*** Text segment ***

Whilst the drawings depict the first PCB 38 arranged on the opposite side respectively of the first second and third detector arrangements 39, 47, 53 from the locking part 5, it is envisaged that the first PCB 38 could be arranged between the locking part 5 and at least parts of the first, second and third sensor arrangements 39, 47, 53. Arranging the PCB 38 in this way may advantageously enable a more compact locking apparatus 3 to be constructed. In this alternative embodiment, the first PCB 38 may comprise one or more apertures through which one or more of the rod 19, linear actuator 41 and trigger pins 39a, 39b may extend to engage with the first, second and/or third sensor arrangements 39, 47, 53 and move relative to the first PCB 38.

The second and third detector arrangements 47, 53 are fixed such that the sliding plate 17 moves linearly relative to the second and third detector arrangements 47, 53. This ensures relative movement between the linear actuator 41 and the second detector arrangement 47 so that the linear actuator 41 drives the second gear train 49. It also ensures the positioning of the trigger pins 37a, 37b relative to the leaf switches 55a, 55b is maintained so that lateral movement of the trigger pins 37a, 37b pushes the arm of each leaf switch 55a, 55b respectively. Referring to Fig. 17, the MCU 56 mounted on the first PCB 38 comprises memory, a memory controller and one or more processor cores. Additional electronic components are connected to the first PCB 38 including the first 45 and second 51 encoders, an accelerometer and a gyroscope sensor 57, a dual coloured light emitting diode 58 for indicating the status of the locking apparatus 3, a rubber reset key 59 provided to reset the detecting part 7 when desired and radio frequency circuitry 61 for transmission and receipt of wireless signals. The electronic components communicate over one or more communication buses and are powered by a power system which comprises two dry cell AAA batteries 60a, 60b which may be accessed from the rear of the housing 4 for replacing the batteries when necessary. Other suitable batteries or power sources will be apparent to those skilled in the art. The memory comprises a non-volatile solid state memory with read/write capabilities. Access to the memory by other components of the device such as the encoders is controlled by the memory controller. The radio frequency circuitry 61 comprises a radio frequency transceiver and is operable to convert electrical signals into electromagnetic waves and vice versa so that the locking apparatus 3 can transmit and receive wireless signals to and from remote communication devices such as smartphones, other luggage tracking/monitoring communication devices, computers, computer networks or other programmable apparatus. The radio frequency circuitry 61 is configured to communicate wirelessly using any of a plurality of communication standards, protocols and technologies such as Global System for Mobile Communications (GSM), Bluetooth, Bluetooth Low Energy, Wireless Fidelity (Wi-Fi), ZigBee or any other suitable communication protocol.

The MCU 56 runs one or more software programs stored in the memory to perform functions for the luggage apparatus 3 and to process data. The software programs comprise a communication module, a status module and a detection module. The communication module includes a set of instructions for generating signals for transmission to other electronic communication devices and for handling data received by the RF circuitry 61.

The status module is operable to process data from the accelerometer and the gyroscope sensor to switch the locking apparatus 3 between different states. The locking apparatus 3 is operable between several different states which include airplane mode, deep sleep mode, online mode, record mode, discoverable mode and offline mode. The status module is configured to automatically switch between the different modes to provide a seamless user experience and efficiently manage power consumption whilst ensuring compliance with travel regulations and standards.

*** Data segment ***

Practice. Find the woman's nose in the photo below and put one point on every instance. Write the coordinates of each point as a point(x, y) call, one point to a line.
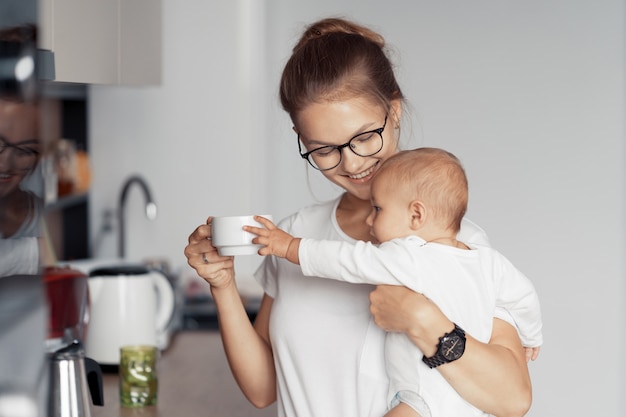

***

To do:
(a) In the locking apparatus description, what power system supplies the electronic components?
(b) Retype everything in the locking apparatus description from "The status module is operable" down to "regulations and standards.".

Responses per task:
(a) Two dry cell AAA batteries, which can be accessed from the rear of the housing for replacement.

(b)
The status module is operable to process data from the accelerometer and the gyroscope sensor to switch the locking apparatus 3 between different states. The locking apparatus 3 is operable between several different states which include airplane mode, deep sleep mode, online mode, record mode, discoverable mode and offline mode. The status module is configured to automatically switch between the different modes to provide a seamless user experience and efficiently manage power consumption whilst ensuring compliance with travel regulations and standards.